## What this task involves
Extract the final stretch of the data: the line that contains "draw the outline of the hand waving" and every line after it, unaltered, and no other lines.

──────

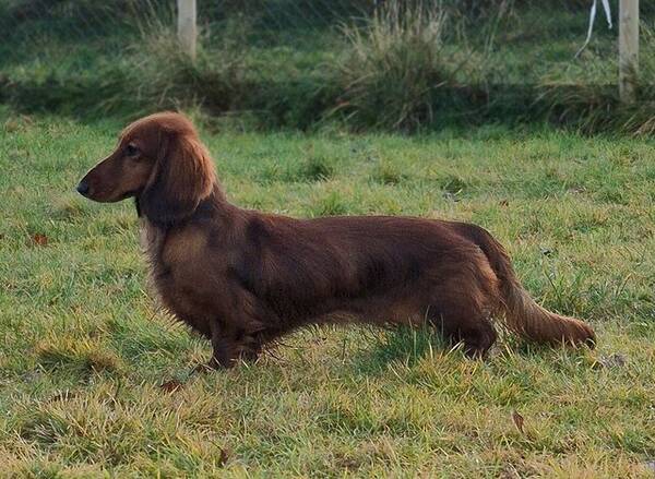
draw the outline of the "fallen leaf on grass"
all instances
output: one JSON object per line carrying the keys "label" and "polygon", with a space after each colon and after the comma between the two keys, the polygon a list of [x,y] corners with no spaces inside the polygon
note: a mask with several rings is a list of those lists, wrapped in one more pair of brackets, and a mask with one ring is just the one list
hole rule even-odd
{"label": "fallen leaf on grass", "polygon": [[162,391],[165,391],[166,393],[175,393],[176,391],[184,387],[184,383],[182,383],[178,380],[170,380],[170,381],[166,381],[165,383],[162,383],[162,385],[159,387],[162,388]]}
{"label": "fallen leaf on grass", "polygon": [[628,364],[628,357],[621,352],[600,356],[596,361],[596,366],[599,368],[623,368],[626,364]]}
{"label": "fallen leaf on grass", "polygon": [[218,455],[218,460],[216,462],[216,464],[218,466],[225,466],[227,464],[227,460],[229,459],[230,454],[231,451],[229,451],[229,448],[221,447],[221,454]]}
{"label": "fallen leaf on grass", "polygon": [[516,426],[519,432],[521,434],[525,434],[525,432],[523,431],[523,416],[521,416],[516,411],[512,411],[512,419],[514,420],[514,426]]}
{"label": "fallen leaf on grass", "polygon": [[643,466],[652,472],[655,472],[655,460],[646,460]]}
{"label": "fallen leaf on grass", "polygon": [[32,239],[32,244],[36,244],[37,247],[48,246],[48,237],[46,235],[35,232],[29,238]]}

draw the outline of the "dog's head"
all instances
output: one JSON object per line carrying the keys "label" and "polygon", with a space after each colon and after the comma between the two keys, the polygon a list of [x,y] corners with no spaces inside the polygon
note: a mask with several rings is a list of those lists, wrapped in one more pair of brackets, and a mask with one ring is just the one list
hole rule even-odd
{"label": "dog's head", "polygon": [[126,128],[114,153],[82,178],[78,191],[108,203],[135,196],[148,219],[172,223],[191,214],[214,183],[214,165],[193,124],[162,112]]}

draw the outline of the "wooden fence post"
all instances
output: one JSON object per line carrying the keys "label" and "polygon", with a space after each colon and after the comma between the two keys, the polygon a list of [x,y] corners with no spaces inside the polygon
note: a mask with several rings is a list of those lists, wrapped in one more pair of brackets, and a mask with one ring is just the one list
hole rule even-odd
{"label": "wooden fence post", "polygon": [[639,0],[619,2],[619,96],[632,103],[639,73]]}
{"label": "wooden fence post", "polygon": [[177,0],[178,3],[178,38],[182,49],[191,57],[195,58],[195,39],[198,37],[198,26],[195,23],[196,10],[195,0]]}

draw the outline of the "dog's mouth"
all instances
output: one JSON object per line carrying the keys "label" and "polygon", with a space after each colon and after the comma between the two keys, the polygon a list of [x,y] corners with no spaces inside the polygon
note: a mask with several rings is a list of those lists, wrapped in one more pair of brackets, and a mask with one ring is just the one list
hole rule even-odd
{"label": "dog's mouth", "polygon": [[80,181],[76,190],[82,196],[98,203],[116,203],[139,194],[139,190],[129,190],[119,195],[106,194],[104,191],[96,191],[85,180]]}

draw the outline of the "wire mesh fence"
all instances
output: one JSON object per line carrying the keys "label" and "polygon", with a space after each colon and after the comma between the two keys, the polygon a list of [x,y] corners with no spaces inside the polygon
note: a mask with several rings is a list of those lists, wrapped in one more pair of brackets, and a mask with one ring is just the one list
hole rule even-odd
{"label": "wire mesh fence", "polygon": [[[574,58],[590,4],[198,0],[199,58],[190,62],[179,51],[174,0],[0,0],[0,101],[130,115],[191,101],[301,127],[331,112],[376,123],[378,110],[392,111],[382,121],[392,128],[433,122],[446,110],[525,117],[548,95],[558,118],[597,112],[615,100],[617,33],[597,23]],[[401,12],[395,26],[391,8]],[[436,36],[430,15],[416,14],[425,11],[441,15]],[[655,46],[654,13],[642,7],[643,51]],[[643,57],[652,84],[655,60]]]}

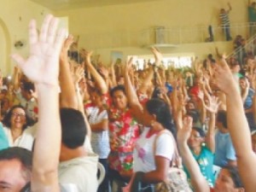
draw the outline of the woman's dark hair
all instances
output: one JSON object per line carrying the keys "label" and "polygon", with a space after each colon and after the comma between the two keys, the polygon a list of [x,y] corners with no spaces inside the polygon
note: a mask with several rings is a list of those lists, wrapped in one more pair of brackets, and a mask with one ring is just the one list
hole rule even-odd
{"label": "woman's dark hair", "polygon": [[113,87],[113,88],[110,90],[110,96],[111,96],[111,97],[113,97],[114,92],[115,92],[115,91],[118,91],[118,90],[121,90],[121,91],[124,92],[125,95],[126,95],[125,86],[122,85],[122,84],[119,84],[119,85],[117,85],[117,86]]}
{"label": "woman's dark hair", "polygon": [[172,123],[171,111],[167,103],[161,99],[150,99],[146,102],[146,108],[150,114],[156,116],[156,120],[169,130],[176,137],[176,129]]}
{"label": "woman's dark hair", "polygon": [[26,113],[26,110],[25,108],[21,106],[21,105],[14,105],[10,109],[9,111],[6,113],[6,115],[4,116],[3,119],[3,124],[7,126],[8,128],[10,129],[11,127],[11,122],[10,122],[10,119],[11,119],[11,116],[12,116],[12,113],[13,113],[13,111],[15,109],[15,108],[22,108],[25,112],[25,117],[26,117],[26,123],[24,124],[22,129],[23,131],[26,130],[27,128],[27,126],[30,126],[32,125],[32,120],[31,118],[28,117],[27,113]]}
{"label": "woman's dark hair", "polygon": [[237,167],[229,166],[224,167],[224,169],[226,169],[230,172],[231,178],[234,182],[235,188],[242,188],[243,187]]}
{"label": "woman's dark hair", "polygon": [[161,94],[161,90],[160,89],[160,87],[154,87],[151,98],[152,99],[157,99],[160,98],[160,95]]}
{"label": "woman's dark hair", "polygon": [[96,93],[96,95],[100,96],[102,96],[102,91],[96,87],[91,88],[90,93],[93,93],[93,92]]}
{"label": "woman's dark hair", "polygon": [[201,137],[206,137],[206,133],[201,128],[194,126],[194,127],[192,127],[192,129],[195,130],[195,131],[197,131]]}

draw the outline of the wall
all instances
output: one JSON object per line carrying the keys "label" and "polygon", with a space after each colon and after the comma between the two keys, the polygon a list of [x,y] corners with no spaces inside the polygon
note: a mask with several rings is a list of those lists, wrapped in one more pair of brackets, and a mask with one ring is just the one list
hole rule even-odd
{"label": "wall", "polygon": [[[11,53],[27,55],[29,20],[33,18],[37,20],[38,26],[40,26],[48,13],[52,12],[29,0],[1,0],[0,69],[3,75],[12,73],[15,63],[10,60]],[[14,44],[17,40],[23,40],[25,46],[16,49]]]}
{"label": "wall", "polygon": [[[230,14],[230,22],[232,24],[247,22],[247,1],[230,2],[233,8]],[[80,47],[94,49],[102,55],[106,62],[108,62],[112,50],[122,51],[124,55],[132,55],[137,51],[148,54],[148,50],[141,49],[137,40],[140,38],[142,30],[156,26],[180,28],[201,27],[210,24],[218,26],[219,9],[228,9],[227,3],[226,0],[158,0],[59,11],[56,15],[68,16],[70,32],[80,36]],[[187,35],[191,36],[189,32]],[[233,32],[233,38],[236,35]],[[134,36],[137,38],[133,38]],[[121,46],[122,44],[126,46]],[[203,56],[209,50],[214,50],[216,44],[226,52],[232,49],[232,43],[228,44],[228,46],[226,44],[222,45],[216,43],[180,45],[178,49],[166,49],[163,51],[194,52],[199,56]],[[207,49],[205,49],[205,46]]]}

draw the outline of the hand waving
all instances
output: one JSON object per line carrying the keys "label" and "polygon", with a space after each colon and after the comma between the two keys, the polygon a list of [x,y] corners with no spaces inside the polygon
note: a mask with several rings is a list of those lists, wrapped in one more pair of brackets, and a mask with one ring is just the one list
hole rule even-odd
{"label": "hand waving", "polygon": [[177,139],[178,143],[187,143],[192,131],[192,123],[193,119],[191,117],[184,117],[183,125],[177,129]]}
{"label": "hand waving", "polygon": [[38,35],[36,21],[32,20],[29,25],[29,57],[26,60],[19,55],[12,55],[23,73],[36,84],[58,84],[59,56],[67,31],[57,32],[57,26],[58,19],[49,15]]}

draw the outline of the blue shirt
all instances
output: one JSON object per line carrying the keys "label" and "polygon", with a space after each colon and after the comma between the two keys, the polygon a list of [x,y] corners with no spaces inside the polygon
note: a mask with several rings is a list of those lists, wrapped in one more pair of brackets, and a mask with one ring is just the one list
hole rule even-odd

──────

## Reply
draw the outline of the hand waving
all instances
output: one JSON object per line carrying the keys "label" and "polygon", with a space after each colon and after the comma between the two keys, the polygon a list of [x,y] corners with no spaces inside the polygon
note: a mask with several rings is a list of those lists, wrapped in one more pair of brackets, and a mask with one ring is just the one list
hole rule even-odd
{"label": "hand waving", "polygon": [[177,139],[178,143],[187,143],[192,131],[192,123],[193,119],[191,117],[184,117],[183,125],[177,129]]}
{"label": "hand waving", "polygon": [[38,35],[36,21],[32,20],[29,25],[29,57],[26,60],[19,55],[12,55],[23,73],[36,84],[58,84],[59,56],[67,31],[57,32],[57,26],[58,19],[49,15]]}

draw the outline of the blue shirt
all instances
output: one JSON object per line carrying the keys "label" and "polygon", with a space after each colon and after the comma between the two keys, the polygon a list of [x,y] corners with no spaces inside the polygon
note: a mask with several rings is a list of those lists, wrapped in one more pair of brackets, and a mask with one ring is just the one list
hole rule even-odd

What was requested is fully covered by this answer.